§ **Extract to read**
#####

Wayne Steward - Palestine Herald - February 1, 2008

As Columbia STS-107 streaked across a bright blue sky on Feb. 1, 2003, 200,000 feet above Texas, the world changed in an instant.

Damage caused to the leading edge of one of the shuttle’s wings two weeks earlier during Columbia’s final liftoff doomed the shuttle that morning. The searing heat caused by re-entry found its way through the damaged heat shield and ripped the shuttle apart, scattering debris across East Texas, and taking the lives of seven astronauts: Commander Rick D. Husband, pilot William C. McCool, payload commander Michael P. Anderson, mission specialist 1 David M. Brown, mission specialist 2 Kalpana Chawla, mission specialist 4 Laurel Brown and payload specialist 1 Ilan Ramon of Israel.

As tragedy struck the NASA family, the recovery mission fell squarely on the shoulders of East Texans.

To help honor the memory of Columbia and the ensuing recovery effort, and in honor of the fifth anniversary of the shuttle Columbia accident, the Columbia Regional Geospatial Service Center in Nacogdoches and the Columbia Memorial Museum is presenting “Memories of Columbia.”

#####

§ **Data rows**
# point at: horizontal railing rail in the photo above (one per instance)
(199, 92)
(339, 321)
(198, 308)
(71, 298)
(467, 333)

#####

§ **Task**
Please return the stretch of the Columbia shuttle article from "Damage caused to" through "Ramon of Israel.", copied word for word.

§ **Response to the task**
Damage caused to the leading edge of one of the shuttle’s wings two weeks earlier during Columbia’s final liftoff doomed the shuttle that morning. The searing heat caused by re-entry found its way through the damaged heat shield and ripped the shuttle apart, scattering debris across East Texas, and taking the lives of seven astronauts: Commander Rick D. Husband, pilot William C. McCool, payload commander Michael P. Anderson, mission specialist 1 David M. Brown, mission specialist 2 Kalpana Chawla, mission specialist 4 Laurel Brown and payload specialist 1 Ilan Ramon of Israel.